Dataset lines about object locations
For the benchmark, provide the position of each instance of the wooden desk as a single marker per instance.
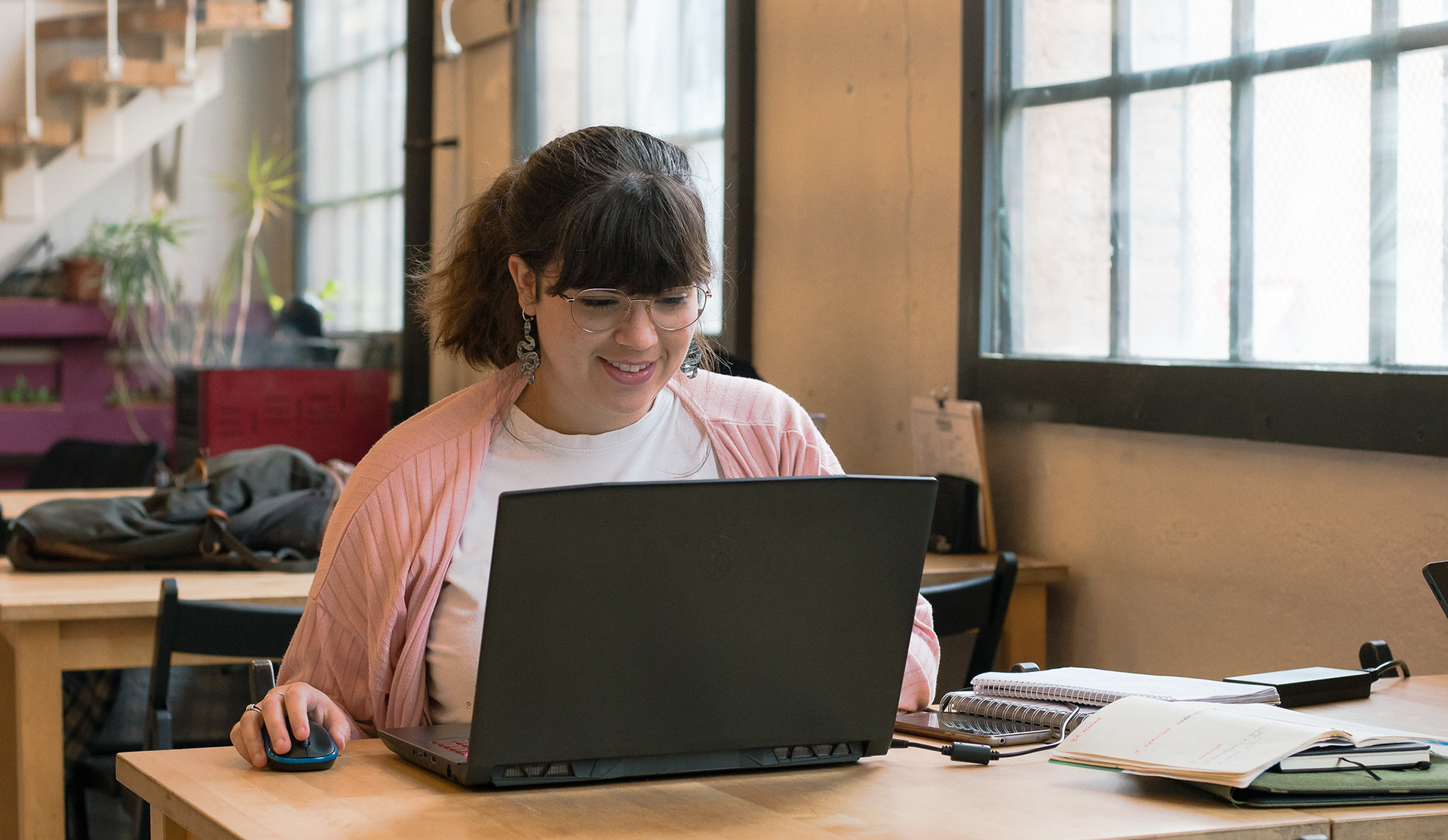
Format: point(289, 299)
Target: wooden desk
point(15, 501)
point(1418, 704)
point(908, 794)
point(81, 621)
point(1024, 635)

WORK REQUIRED =
Copy out every line above word for word, leaving out the pictures.

TASK OUTPUT =
For the benchmark, provide the position of each instance of the wooden desk as a single marker per instance.
Format: point(289, 299)
Target: wooden desk
point(15, 501)
point(1418, 704)
point(908, 794)
point(81, 621)
point(1024, 635)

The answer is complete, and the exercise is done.